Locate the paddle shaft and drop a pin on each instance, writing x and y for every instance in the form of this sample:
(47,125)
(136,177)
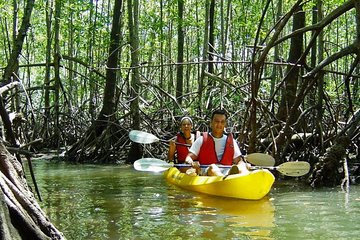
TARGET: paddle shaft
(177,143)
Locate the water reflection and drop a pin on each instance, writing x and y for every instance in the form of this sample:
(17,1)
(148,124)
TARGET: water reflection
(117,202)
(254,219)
______
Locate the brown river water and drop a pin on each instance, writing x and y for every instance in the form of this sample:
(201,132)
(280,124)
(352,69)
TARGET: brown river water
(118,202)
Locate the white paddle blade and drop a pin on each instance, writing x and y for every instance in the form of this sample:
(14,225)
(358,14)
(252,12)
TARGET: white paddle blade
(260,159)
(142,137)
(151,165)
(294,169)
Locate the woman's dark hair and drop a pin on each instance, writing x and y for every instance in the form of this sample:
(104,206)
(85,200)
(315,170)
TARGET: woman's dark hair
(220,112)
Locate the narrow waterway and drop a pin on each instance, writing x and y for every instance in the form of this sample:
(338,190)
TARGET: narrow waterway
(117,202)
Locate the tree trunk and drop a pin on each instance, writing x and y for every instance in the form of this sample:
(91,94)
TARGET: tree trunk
______
> WHAT YOU SHOULD DO:
Please identify every line in the records above that contains the word "river" and copy each of those lines.

> COMPLETE OUTPUT:
Locate the brown river water and drop a pin on each instance, writing x and y for every instance in the form of this sample:
TARGET: brown river water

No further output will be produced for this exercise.